# Homemade Army of Darkness "Ash" action figure



## kevin242 (Sep 30, 2005)

My 5 year old loves AoD, its one of his favorites. He was Ash for Halloween last year and really had a great time with all the ToTs. He wanted an action figure of Ash but they were expensive and hard to find, I made him this from unfrozen Han Solo, sculpy and a few bits of wood and wire. He now lives on the shelf over my son's bed! 
Enjoy!


----------



## Haunted Bayou (Feb 16, 2007)

That looks really authentic.


----------



## RoxyBlue (Oct 6, 2008)

Nice job, Kevin! I'll bet your son is thrilled with his one-of-a-kind Ash figure


----------



## hedg12 (Jul 6, 2008)

Very cool!


----------



## fick209 (Aug 31, 2009)

That is super cool, very well done!


----------



## skeletonowl (Aug 8, 2006)

YES! Awesome job! Your son has amazing taste if I do say so myself


----------



## pagan (Sep 9, 2009)

Awesome job on the transformation. Your sons costume is a nice piece of work as well!


----------



## debbie5 (Mar 2, 2007)

I can't even get my husband to SHAVE and you do THIS!!?? Amazing...good Daddy!


----------



## Mr_Chicken (Nov 26, 2008)

too cool!


----------



## Dr Morbius (Sep 21, 2004)

That "unfrozen an Solo" looks an awful lot like Bruce. Did you modify the face at all? 
Looks great!


----------



## Spooky1 (Aug 25, 2008)

Good job on creating a little Ash. Now get to work on Evil Ash.


----------



## kevin242 (Sep 30, 2005)

What this exercise asks:
(A) Transcribe the passage of the Ash figure thread between "## Mr_Chicken (Nov" and "Looks great!", inclusive.
(B) List every material that the Ash figure thread says was used to make the action figure.

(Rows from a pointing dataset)
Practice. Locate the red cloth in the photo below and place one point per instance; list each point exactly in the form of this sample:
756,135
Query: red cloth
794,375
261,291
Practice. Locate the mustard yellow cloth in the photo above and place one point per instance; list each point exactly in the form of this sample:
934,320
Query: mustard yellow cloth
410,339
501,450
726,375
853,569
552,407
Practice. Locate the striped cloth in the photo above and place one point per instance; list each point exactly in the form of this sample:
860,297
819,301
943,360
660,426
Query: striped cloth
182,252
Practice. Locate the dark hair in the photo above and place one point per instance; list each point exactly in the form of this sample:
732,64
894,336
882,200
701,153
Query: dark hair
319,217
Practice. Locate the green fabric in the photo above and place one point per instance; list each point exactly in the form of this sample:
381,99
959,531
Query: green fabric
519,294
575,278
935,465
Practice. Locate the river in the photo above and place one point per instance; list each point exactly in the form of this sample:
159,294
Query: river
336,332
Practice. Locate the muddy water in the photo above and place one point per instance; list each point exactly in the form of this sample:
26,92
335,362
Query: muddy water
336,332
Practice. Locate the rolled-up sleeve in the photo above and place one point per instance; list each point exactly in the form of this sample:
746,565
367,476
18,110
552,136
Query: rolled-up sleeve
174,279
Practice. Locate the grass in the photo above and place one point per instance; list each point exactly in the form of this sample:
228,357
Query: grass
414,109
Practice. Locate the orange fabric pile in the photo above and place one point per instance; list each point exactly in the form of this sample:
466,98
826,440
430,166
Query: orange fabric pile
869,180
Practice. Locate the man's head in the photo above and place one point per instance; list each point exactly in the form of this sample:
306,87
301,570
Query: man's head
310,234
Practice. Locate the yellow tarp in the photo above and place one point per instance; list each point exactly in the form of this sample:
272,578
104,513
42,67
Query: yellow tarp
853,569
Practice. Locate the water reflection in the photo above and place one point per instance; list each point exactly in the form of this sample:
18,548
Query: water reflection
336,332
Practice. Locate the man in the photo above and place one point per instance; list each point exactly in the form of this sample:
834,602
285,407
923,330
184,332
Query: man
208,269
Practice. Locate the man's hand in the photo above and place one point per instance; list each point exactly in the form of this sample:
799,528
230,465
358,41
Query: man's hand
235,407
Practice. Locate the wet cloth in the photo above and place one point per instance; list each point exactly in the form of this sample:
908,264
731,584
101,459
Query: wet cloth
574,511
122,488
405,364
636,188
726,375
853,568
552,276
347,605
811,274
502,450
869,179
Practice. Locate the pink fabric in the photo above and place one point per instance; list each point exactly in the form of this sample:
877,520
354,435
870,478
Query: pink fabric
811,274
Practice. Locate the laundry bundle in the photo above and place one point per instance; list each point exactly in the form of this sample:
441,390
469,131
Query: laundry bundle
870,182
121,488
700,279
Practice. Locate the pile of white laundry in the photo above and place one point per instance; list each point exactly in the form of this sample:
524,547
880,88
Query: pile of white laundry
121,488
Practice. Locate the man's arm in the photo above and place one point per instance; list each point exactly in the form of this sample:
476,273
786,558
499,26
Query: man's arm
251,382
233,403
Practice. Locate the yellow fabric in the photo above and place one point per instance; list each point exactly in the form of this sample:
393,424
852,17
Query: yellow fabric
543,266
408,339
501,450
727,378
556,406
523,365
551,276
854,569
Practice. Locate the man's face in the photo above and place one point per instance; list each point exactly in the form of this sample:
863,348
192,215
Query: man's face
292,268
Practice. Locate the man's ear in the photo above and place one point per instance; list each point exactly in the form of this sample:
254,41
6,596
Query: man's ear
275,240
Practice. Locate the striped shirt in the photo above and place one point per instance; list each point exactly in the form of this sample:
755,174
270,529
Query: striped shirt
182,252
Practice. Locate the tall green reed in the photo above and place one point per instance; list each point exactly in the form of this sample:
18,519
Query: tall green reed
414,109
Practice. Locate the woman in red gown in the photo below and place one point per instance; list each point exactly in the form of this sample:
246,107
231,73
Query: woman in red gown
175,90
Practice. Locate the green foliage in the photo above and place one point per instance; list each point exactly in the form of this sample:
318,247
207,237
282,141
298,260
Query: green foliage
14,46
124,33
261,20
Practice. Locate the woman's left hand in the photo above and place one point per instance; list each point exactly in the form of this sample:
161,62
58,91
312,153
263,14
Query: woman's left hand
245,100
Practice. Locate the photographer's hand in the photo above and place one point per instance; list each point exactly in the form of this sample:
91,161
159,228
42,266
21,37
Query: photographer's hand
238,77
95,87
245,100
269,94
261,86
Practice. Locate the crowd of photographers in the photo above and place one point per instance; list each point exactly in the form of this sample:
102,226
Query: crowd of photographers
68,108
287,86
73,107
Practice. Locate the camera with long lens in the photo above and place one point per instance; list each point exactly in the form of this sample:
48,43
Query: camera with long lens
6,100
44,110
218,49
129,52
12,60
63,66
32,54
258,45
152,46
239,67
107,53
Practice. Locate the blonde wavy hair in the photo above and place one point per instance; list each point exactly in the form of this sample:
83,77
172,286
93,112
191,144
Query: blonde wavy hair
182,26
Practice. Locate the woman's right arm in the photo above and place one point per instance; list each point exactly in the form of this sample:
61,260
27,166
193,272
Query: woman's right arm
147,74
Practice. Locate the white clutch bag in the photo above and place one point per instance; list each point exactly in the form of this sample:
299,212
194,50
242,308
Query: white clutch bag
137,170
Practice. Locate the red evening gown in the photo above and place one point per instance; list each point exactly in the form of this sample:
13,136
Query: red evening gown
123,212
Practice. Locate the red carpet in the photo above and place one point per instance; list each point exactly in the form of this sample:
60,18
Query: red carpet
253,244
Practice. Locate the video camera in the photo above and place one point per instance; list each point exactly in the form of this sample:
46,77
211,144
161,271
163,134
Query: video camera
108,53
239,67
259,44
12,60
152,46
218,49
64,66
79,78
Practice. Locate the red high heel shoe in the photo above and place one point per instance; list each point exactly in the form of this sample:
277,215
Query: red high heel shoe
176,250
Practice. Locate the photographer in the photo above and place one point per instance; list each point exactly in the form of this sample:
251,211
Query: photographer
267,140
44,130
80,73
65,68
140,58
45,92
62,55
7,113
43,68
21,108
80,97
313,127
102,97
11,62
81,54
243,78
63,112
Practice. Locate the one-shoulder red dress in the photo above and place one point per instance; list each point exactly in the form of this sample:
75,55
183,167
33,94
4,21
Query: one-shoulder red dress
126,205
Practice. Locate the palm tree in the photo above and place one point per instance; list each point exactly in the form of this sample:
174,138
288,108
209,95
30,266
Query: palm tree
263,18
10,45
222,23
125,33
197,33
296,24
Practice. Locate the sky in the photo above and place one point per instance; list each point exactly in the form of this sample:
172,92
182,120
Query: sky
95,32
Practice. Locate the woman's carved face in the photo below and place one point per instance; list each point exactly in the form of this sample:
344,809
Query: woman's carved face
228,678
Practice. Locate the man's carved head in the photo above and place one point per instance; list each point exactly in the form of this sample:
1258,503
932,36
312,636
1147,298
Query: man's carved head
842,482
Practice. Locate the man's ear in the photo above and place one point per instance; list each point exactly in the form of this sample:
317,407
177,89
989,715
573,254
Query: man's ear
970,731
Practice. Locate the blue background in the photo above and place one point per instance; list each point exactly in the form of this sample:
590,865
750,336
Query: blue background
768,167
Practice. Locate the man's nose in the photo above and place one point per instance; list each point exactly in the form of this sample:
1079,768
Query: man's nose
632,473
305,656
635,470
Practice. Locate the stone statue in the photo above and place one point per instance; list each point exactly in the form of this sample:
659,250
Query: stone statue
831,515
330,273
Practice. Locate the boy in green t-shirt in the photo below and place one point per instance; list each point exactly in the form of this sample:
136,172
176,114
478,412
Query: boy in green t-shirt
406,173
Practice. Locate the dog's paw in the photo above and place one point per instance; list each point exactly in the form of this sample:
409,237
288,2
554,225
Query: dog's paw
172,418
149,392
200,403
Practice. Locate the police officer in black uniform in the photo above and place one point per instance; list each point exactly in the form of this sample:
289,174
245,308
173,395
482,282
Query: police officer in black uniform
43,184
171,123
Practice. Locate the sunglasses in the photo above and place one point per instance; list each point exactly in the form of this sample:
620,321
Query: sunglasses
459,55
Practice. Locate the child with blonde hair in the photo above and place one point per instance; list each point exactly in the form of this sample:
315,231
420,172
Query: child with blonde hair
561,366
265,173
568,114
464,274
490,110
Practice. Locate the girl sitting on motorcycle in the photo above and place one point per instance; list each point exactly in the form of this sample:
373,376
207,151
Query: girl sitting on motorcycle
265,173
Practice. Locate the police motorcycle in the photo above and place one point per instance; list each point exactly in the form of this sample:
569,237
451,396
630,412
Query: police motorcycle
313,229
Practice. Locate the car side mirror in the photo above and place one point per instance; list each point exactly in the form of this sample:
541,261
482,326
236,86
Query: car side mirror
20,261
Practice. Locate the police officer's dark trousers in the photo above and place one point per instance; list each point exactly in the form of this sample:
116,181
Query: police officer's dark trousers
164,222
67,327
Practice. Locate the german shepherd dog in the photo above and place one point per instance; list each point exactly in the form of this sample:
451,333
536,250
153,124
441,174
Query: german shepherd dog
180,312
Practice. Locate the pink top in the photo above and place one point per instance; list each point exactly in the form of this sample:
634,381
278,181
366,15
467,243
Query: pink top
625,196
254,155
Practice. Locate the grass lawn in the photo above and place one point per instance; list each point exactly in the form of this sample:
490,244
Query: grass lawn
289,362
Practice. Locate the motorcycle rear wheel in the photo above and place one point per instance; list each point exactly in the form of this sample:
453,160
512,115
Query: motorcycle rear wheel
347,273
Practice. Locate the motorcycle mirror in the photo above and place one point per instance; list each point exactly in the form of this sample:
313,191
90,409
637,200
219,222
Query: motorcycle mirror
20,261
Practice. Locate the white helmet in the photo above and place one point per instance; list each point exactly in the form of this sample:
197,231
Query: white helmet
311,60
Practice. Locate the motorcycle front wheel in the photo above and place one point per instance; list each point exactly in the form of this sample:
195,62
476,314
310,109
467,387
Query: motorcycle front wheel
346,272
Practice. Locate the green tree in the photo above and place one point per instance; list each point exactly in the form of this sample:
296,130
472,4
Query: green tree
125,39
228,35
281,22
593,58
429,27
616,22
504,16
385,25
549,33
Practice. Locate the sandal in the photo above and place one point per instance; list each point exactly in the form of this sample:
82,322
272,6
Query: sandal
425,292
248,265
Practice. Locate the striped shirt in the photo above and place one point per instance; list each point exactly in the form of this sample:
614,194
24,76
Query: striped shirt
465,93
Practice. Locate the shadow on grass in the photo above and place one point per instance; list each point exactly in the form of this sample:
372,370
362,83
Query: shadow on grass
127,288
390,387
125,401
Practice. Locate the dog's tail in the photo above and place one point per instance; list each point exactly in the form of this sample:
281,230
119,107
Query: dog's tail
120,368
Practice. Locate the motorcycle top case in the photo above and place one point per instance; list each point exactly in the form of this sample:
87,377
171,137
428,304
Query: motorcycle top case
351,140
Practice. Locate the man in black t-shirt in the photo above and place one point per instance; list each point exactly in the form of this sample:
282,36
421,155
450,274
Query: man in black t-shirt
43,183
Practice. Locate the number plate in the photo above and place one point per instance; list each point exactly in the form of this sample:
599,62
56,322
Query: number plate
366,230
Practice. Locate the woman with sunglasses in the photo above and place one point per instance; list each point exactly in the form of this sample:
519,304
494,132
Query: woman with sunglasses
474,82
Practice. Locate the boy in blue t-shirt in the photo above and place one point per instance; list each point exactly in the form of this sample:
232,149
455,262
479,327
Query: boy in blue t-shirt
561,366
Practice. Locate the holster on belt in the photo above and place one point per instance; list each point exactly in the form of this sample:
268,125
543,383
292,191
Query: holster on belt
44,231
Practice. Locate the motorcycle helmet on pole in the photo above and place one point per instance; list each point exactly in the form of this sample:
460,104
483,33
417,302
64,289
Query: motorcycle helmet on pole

Solutions to the problems:
(A)
## Mr_Chicken (Nov 26, 2008)

too cool!


----------



## Dr Morbius (Sep 21, 2004)

That "unfrozen an Solo" looks an awful lot like Bruce. Did you modify the face at all? 
Looks great!

(B)
- unfrozen Han Solo
- sculpy
- bits of wood
- wire